EXTRAIT À LIRE:

==================================================

À la maison rouge Ô temps ! suspends ton vol...
La maison rouge s’envole ! « Laissez-nous savourer les rapides délices / Des plus beaux de nos jours ! » Dernière exposition. Commissariat d’Antoine de Galbert, Bruno Decharme, Barbara Safarova et Aline Vidal. Fin irrémédiable le 28 octobre 2018 pour cet endroit tirant son nom de la maison peinte en rouge enserrée dans un lieu si institutionnel et si atypique, autrefois un local industriel. Antoine de Galbert l’ouvrit en juin 2004 avec L’intime, le collectionneur derrière la porte. En juin 2014, Le mur présentait une partie de sa collection, 1 200 œuvres d’art moderne et contemporain, en un ruban de 3,5 mètres de haut sur 200 mètres de long, dans un touche à touche qu’aurait apprécié le Pape du surréalisme. Avec l’envol, c’est tout l’ADN de ce lieu magique et de rêverie, cet endroit pour « exposer librement ce que l’on aime » qui explose en vol avec cette déambulation parmi 200 œuvres d’art moderne, contemporain, brut, ethnographique et populaire, entre installations, films, documents, peintures, dessins et sculptures. Une exposition qui traite du rêve de voler, sans jamais s’intéresser à ceux qui y sont réellement parvenu. « Du réel à la mythologie, le ciel est un terrain de jeu risqué pour l’homme« .

==================================================

EXERCICES:
[1] Répondez aux questions suivantes sur le texte consacré à la maison rouge, en marquant vos réponses (a), (b), (c).
(a) À quelle date le lieu ferme-t-il définitivement ?
(b) Avec quelle exposition Antoine de Galbert l'a-t-il ouvert en juin 2004 ?
(c) Quelles étaient les dimensions du ruban présenté dans Le mur ?
[2] Poursuivez, s'il vous plaît, le texte sur la maison rouge à partir de sa dernière phrase.

==================================================

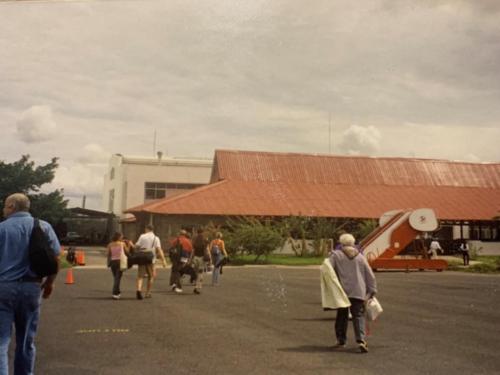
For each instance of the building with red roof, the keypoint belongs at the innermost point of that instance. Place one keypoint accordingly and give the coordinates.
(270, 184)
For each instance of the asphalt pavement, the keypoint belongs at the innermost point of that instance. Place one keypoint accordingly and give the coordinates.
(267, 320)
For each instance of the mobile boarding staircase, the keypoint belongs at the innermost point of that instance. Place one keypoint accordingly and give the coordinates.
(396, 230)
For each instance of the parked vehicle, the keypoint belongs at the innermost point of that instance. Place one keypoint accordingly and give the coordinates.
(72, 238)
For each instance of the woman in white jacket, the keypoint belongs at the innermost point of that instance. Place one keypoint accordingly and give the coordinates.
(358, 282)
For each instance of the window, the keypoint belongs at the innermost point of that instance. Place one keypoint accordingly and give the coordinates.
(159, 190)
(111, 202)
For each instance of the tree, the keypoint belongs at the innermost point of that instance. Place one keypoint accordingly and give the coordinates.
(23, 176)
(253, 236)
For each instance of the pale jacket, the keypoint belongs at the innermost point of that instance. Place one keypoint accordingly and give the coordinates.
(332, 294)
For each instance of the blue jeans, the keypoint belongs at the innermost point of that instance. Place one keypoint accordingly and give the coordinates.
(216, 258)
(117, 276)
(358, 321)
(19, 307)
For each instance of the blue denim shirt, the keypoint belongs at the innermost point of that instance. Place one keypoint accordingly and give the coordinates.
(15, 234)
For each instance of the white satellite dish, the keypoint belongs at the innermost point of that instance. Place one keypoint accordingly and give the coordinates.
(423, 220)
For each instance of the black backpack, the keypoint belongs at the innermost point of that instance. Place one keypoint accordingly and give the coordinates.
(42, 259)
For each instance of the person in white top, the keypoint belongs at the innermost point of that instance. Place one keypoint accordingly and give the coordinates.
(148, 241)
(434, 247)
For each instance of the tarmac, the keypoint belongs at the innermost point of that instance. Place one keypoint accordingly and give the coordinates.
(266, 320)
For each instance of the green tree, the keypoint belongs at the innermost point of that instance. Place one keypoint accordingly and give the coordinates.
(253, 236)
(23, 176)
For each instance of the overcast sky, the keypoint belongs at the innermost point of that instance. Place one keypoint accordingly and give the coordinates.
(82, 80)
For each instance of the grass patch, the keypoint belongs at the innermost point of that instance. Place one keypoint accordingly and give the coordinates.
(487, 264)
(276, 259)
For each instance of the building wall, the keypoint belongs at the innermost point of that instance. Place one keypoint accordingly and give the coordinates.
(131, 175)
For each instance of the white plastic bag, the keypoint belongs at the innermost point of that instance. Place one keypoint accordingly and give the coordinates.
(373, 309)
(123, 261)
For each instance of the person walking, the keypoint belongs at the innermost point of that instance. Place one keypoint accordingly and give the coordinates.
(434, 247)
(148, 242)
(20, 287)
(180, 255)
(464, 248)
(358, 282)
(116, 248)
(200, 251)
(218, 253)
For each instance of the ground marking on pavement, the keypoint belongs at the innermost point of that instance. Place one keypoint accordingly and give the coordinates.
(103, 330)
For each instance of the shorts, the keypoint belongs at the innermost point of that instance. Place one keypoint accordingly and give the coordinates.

==================================================

RÉPONSES DONNÉES:
[1]
(a) Le 28 octobre 2018.
(b) L'intime, le collectionneur derrière la porte.
(c) 3,5 mètres de haut sur 200 mètres de long.

[2]
Dans l’esprit de décloisonnement défendu par cette fondation, c’est un parcours au fil de différentes thématiques, de James K. Anane à Joel-Peter Witkin dialoguant avec des artistes anonymes. Défier l’apesanteur, telle Rebacca Horn, pour côtoyer l’infini et aller au-delà pour Moebius, tout est possible pour les géniaux ingénieurs « Géo Trouvetout » de l’impossible, tel Panamarenko, ou les aviateurs de nos rêveries comme Adolf Wölfli souhaitant embrasser la Création, l’Espace et l’Éternité. Autant de pistes d’envol.
Georges Méliès nous propulsant dans un voyage vers la lune côtoie le rêve du tapis volant selon Urs Lüthi. Les ailes d’ange de l’installation How Can One Change Oneself d’Ilya et Emilia Kabakov renvoient à The Day Rhodes Fell, une féminine Dédale-Icare selon la performatrice-photographe Sethembile Msezane. Jules-Étienne Marey, le chantre du mouvement par la photographie rejoint l’iconique Saut dans le vide d’Yves Klein. Le sportif russe tutoyant les nuées d’Alexandre Rodchenko (1934) pourra sourire d’une fusée si U.R.S.S. de François Burland (2013). C’est le ciel, « …un territoire généreux partagé entre des artistes extravagants, convaincus de pouvoir vaincre l’apesanteur ou les dieux qui le peuplent et les autres, les conceptuels, qui imaginent des fabriques d’utopies, plus proches des poètes que des scientifiques » qui nous est offert.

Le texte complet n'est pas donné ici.